(Collected data entries)
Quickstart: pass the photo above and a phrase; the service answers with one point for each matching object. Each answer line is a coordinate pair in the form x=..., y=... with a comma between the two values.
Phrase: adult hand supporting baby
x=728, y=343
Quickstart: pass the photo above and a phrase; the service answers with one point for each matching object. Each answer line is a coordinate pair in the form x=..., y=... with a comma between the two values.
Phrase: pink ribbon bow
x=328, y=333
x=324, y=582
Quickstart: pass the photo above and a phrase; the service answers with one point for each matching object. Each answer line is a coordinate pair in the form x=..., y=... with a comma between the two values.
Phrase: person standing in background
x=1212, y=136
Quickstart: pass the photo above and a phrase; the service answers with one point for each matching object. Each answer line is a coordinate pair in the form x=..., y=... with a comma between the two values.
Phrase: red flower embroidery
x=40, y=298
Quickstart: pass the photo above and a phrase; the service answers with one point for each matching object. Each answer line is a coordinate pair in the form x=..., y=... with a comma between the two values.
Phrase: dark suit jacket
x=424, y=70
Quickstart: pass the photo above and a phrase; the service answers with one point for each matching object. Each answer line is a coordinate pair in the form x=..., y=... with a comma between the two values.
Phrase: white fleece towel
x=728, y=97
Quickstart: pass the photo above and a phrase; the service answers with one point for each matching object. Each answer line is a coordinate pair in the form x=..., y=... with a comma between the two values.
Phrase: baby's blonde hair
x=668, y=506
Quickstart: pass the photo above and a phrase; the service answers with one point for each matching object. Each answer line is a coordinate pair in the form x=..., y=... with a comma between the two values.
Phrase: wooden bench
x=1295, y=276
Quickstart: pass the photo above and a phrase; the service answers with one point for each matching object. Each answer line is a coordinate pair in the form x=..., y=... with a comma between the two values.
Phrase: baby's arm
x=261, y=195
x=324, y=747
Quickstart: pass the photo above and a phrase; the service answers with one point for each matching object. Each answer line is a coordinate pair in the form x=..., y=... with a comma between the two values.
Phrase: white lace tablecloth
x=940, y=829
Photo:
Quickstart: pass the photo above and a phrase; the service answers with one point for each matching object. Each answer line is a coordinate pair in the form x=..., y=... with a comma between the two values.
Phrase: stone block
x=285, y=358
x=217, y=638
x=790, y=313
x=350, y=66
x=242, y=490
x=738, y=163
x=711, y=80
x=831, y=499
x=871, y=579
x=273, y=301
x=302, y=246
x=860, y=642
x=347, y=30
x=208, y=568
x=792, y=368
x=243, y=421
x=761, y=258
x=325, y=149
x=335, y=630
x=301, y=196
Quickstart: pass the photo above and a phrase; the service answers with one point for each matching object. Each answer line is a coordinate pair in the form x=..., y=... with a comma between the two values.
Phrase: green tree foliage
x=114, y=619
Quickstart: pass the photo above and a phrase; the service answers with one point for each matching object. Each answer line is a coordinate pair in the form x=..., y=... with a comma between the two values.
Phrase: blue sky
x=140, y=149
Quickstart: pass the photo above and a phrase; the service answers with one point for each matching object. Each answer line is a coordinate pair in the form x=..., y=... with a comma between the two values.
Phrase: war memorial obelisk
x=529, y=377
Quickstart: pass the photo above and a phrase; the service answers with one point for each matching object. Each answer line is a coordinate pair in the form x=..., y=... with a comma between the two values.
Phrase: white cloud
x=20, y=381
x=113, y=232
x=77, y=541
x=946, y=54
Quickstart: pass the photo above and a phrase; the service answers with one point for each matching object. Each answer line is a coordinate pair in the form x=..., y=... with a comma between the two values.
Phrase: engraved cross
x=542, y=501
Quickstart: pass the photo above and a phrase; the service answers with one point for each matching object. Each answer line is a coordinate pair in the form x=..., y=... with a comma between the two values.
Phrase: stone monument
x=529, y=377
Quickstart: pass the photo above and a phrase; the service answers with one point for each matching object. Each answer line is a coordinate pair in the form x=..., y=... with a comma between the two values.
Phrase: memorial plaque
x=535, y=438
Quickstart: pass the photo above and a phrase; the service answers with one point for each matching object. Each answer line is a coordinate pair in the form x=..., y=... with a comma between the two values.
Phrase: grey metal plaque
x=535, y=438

- SHORT EXERCISE
Reproduce every line of the items from the start through the line containing "x=728, y=343", both ends included, and add 56 to each x and y coordinate value in the answers.

- COMPLETE OUTPUT
Quickstart: pass the photo above and a phrase; the service answers with one point for each matching object. Each answer line is a coordinate pair in the form x=..., y=... with a comma between the two values.
Phrase: adult hand supporting baby
x=784, y=399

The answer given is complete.